Written instruction ->
Reproduce all entries verbatim, with nothing added or dropped.

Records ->
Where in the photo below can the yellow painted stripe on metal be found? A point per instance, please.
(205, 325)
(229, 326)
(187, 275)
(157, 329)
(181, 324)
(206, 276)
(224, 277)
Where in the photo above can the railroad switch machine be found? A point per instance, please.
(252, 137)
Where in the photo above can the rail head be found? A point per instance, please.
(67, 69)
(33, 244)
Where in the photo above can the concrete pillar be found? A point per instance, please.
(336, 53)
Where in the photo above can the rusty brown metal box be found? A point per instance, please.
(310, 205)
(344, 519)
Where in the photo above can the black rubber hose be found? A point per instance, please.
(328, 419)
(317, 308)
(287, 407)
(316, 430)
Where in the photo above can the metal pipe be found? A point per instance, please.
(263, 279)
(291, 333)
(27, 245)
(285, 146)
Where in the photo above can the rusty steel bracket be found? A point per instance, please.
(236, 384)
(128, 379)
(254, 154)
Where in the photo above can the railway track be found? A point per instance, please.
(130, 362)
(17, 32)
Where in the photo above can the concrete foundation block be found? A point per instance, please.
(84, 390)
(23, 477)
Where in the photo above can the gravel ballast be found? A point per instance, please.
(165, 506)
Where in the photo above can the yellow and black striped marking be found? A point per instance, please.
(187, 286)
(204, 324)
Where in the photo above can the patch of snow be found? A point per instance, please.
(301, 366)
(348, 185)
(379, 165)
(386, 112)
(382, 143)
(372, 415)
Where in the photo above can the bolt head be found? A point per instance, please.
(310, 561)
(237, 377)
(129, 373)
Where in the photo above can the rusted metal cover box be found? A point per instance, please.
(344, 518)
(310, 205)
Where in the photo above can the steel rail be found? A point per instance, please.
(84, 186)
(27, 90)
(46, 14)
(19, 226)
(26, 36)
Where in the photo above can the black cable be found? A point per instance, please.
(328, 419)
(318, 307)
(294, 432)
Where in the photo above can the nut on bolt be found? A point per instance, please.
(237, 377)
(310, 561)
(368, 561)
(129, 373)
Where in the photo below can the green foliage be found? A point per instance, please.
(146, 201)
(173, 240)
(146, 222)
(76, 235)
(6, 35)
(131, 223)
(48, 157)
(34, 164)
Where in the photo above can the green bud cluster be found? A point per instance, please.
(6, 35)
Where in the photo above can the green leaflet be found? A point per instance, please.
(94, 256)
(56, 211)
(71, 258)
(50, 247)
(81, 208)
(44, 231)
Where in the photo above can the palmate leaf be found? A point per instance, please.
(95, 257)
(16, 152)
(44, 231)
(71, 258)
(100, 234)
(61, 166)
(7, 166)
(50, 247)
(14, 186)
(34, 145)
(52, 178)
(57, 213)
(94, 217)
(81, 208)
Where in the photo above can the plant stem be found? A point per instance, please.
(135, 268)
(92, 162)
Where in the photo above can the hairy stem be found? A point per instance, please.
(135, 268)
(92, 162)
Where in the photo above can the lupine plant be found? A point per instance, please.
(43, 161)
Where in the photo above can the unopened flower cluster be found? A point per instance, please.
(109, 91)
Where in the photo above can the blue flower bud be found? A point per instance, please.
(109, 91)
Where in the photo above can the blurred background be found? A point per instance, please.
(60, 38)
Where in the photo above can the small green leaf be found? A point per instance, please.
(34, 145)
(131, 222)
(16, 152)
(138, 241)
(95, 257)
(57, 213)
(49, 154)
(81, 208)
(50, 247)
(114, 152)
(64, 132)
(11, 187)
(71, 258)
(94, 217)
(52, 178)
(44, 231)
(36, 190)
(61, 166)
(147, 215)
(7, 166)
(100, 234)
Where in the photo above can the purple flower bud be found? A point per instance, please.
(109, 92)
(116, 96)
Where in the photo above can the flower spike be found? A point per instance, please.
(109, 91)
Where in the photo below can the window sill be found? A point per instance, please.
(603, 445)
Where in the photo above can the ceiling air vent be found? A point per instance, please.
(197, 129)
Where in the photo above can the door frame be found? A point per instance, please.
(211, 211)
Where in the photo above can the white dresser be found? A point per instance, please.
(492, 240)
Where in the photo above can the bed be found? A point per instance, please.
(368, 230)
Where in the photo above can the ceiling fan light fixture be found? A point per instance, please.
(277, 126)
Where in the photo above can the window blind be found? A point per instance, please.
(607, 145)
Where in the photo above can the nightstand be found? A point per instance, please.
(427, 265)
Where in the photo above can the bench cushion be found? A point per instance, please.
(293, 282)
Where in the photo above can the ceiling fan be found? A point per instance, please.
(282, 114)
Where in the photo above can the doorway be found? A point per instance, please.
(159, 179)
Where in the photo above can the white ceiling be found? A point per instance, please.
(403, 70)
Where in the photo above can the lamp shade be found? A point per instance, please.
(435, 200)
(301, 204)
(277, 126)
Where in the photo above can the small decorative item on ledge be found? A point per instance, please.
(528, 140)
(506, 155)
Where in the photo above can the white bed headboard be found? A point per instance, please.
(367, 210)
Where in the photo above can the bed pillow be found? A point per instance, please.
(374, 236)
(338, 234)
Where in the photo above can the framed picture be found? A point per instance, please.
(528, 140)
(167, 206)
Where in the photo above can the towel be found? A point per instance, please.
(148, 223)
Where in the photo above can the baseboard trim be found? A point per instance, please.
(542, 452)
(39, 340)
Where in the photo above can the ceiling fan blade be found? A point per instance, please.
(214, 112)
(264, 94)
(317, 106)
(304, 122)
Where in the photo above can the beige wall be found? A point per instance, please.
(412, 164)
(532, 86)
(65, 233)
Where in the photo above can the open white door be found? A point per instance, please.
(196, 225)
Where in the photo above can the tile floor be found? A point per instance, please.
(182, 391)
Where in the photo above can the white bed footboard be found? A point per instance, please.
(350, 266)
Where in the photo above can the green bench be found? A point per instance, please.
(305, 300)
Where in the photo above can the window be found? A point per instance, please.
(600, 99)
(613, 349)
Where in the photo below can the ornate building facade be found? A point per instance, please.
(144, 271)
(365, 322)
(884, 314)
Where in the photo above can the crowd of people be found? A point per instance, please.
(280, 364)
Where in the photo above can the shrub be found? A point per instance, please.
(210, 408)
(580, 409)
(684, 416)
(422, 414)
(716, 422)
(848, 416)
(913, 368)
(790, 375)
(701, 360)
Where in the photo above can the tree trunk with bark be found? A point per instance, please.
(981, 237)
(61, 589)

Response to the exercise ->
Where in the photo below can the yellow painted stripe on metal be found? A point per instance, please.
(205, 325)
(229, 326)
(187, 275)
(157, 329)
(181, 324)
(206, 276)
(224, 277)
Where in the photo above can the railroad switch machine be found? A point per instance, please.
(252, 137)
Where in the photo above can the rail head be found? A point per instance, please.
(67, 69)
(33, 244)
Where in the photo above can the concrete pillar be found? A point per instance, please.
(336, 53)
Where in the photo above can the rusty brown metal box be found? A point per instance, please.
(310, 205)
(344, 519)
Where in the photo above can the black rubber hose be found? A point per instance, please.
(328, 419)
(317, 308)
(287, 407)
(316, 430)
Where in the photo above can the metal pipe be found? A point per instance, please.
(263, 279)
(291, 333)
(27, 245)
(285, 146)
Where in the photo above can the rusty steel bracket be found? A point per instance, please.
(236, 384)
(128, 379)
(254, 154)
Where in the photo above can the railway track be found? A point per instance, please.
(130, 362)
(17, 32)
Where in the photo above can the concrete foundation block be found? A point per instance, please.
(84, 390)
(23, 477)
Where in the photo above can the gravel ballast be found? A point per instance, please.
(165, 506)
Where in the photo above can the yellow and black striped marking be found? A point per instance, please.
(187, 286)
(204, 324)
Where in the photo above can the patch of snow be found? A point per instance, please.
(301, 366)
(348, 185)
(379, 165)
(386, 112)
(382, 143)
(372, 415)
Where in the photo above can the bolt head be found? A point per instance, please.
(310, 561)
(237, 377)
(129, 373)
Where in the photo above can the rusted metal cover box be found? A point per instance, please.
(344, 518)
(310, 205)
Where in the photo above can the steel rail be found? A point per instance, please.
(84, 186)
(27, 90)
(46, 14)
(19, 226)
(26, 36)
Where in the photo above can the black cable be found? A point per instance, please.
(328, 419)
(318, 307)
(294, 432)
Where in the photo above can the nut on bolt be found? A point per instance, please.
(237, 377)
(310, 561)
(368, 561)
(129, 373)
Where in the photo below can the green foliage be found? A point per instance, please.
(146, 201)
(173, 240)
(146, 222)
(76, 235)
(6, 35)
(131, 223)
(48, 157)
(34, 164)
Where in the photo above can the green bud cluster be found? A point per instance, please.
(6, 35)
Where in the photo above can the green leaflet be found? A point per instance, please.
(94, 256)
(56, 211)
(71, 258)
(50, 247)
(81, 208)
(44, 231)
Where in the photo above can the palmate leaf be found? A point per instance, please.
(95, 257)
(16, 152)
(44, 231)
(71, 258)
(100, 234)
(61, 166)
(7, 166)
(50, 247)
(14, 186)
(34, 145)
(52, 178)
(57, 213)
(94, 217)
(81, 208)
Where in the photo above can the plant stem be found? A point per instance, please.
(135, 268)
(92, 162)
Where in the photo above can the hairy stem be found? A point per instance, please.
(135, 268)
(92, 162)
Where in the photo above can the lupine plant be found? A point per instance, please.
(43, 161)
Where in the photo above can the unopened flower cluster be found? A point per instance, please.
(109, 91)
Where in the photo above can the blue flower bud be found? A point per instance, please.
(109, 91)
Where in the photo above can the blurred background be found? A point per instance, please.
(60, 38)
Where in the photo above can the small green leaf be found? A point per instance, please.
(34, 145)
(131, 222)
(16, 152)
(138, 241)
(95, 257)
(57, 213)
(49, 154)
(81, 208)
(50, 247)
(114, 152)
(64, 132)
(11, 187)
(71, 258)
(94, 217)
(52, 178)
(44, 231)
(36, 190)
(61, 166)
(147, 215)
(7, 166)
(100, 234)
Where in the photo above can the purple flower bud be found? A point per instance, please.
(109, 92)
(116, 96)
Where in the photo above can the flower spike be found? A point per instance, please.
(109, 91)
Where in the photo below can the window sill be found? A point per instance, please.
(603, 445)
Where in the photo above can the ceiling air vent be found? A point per instance, please.
(197, 129)
Where in the photo above can the door frame be found? A point per instance, please.
(211, 211)
Where in the photo above can the white dresser be found? A point per instance, please.
(492, 240)
Where in the photo above can the bed be found? A point per instance, please.
(368, 230)
Where in the photo above can the ceiling fan light fixture be found? A point per instance, please.
(277, 126)
Where in the photo above can the window blind be found? A point per instance, please.
(607, 145)
Where in the photo above can the nightstand be found? A point per instance, please.
(427, 265)
Where in the photo above can the bench cushion be found? A point per instance, please.
(293, 282)
Where in the photo above can the ceiling fan be found? A point per instance, please.
(282, 114)
Where in the photo above can the doorway be found? A point per instance, please.
(159, 179)
Where in the photo above can the white ceiling be found? A point per instance, please.
(403, 70)
Where in the photo above can the lamp shade be found? A point per instance, please.
(435, 200)
(301, 204)
(277, 126)
Where in the photo above can the small decorative item on ledge be found? A point per instance, please.
(528, 140)
(506, 155)
Where in the photo above can the white bed headboard be found? A point per instance, please.
(367, 210)
Where in the photo above can the bed pillow be found? A point per instance, please.
(374, 236)
(338, 234)
Where in the photo above can the framed picture be found? A point per instance, please.
(528, 140)
(167, 206)
Where in the photo above can the towel be found? A point per instance, please.
(148, 223)
Where in the photo above can the baseboard trim be found? A point per instance, please.
(542, 452)
(39, 340)
Where in the photo above can the ceiling fan blade be found? A point per instance, please.
(214, 112)
(264, 94)
(317, 106)
(304, 122)
Where in the photo above can the beige wall be found? A point per instance, please.
(412, 164)
(532, 86)
(65, 233)
Where in the photo above can the open white door be found? A point per instance, please.
(196, 225)
Where in the photo above can the tile floor be found? A point per instance, please.
(182, 391)
Where in the photo above can the white bed footboard be found? A point per instance, please.
(350, 266)
Where in the photo above can the green bench be found? A point per instance, please.
(305, 300)
Where in the photo above can the window be found? A point per instance, please.
(600, 99)
(613, 349)
Where in the photo below can the ornate building facade be found? A point per instance, please.
(144, 271)
(365, 322)
(884, 314)
Where in the photo above can the crowd of people be found? A point per instance, please.
(280, 364)
Where in the photo above can the shrub be found? A point per instance, please.
(210, 408)
(580, 409)
(684, 416)
(422, 414)
(716, 422)
(848, 416)
(913, 368)
(790, 375)
(701, 360)
Where in the photo above can the tree trunk with bark be found? A point per instance, please.
(981, 237)
(61, 589)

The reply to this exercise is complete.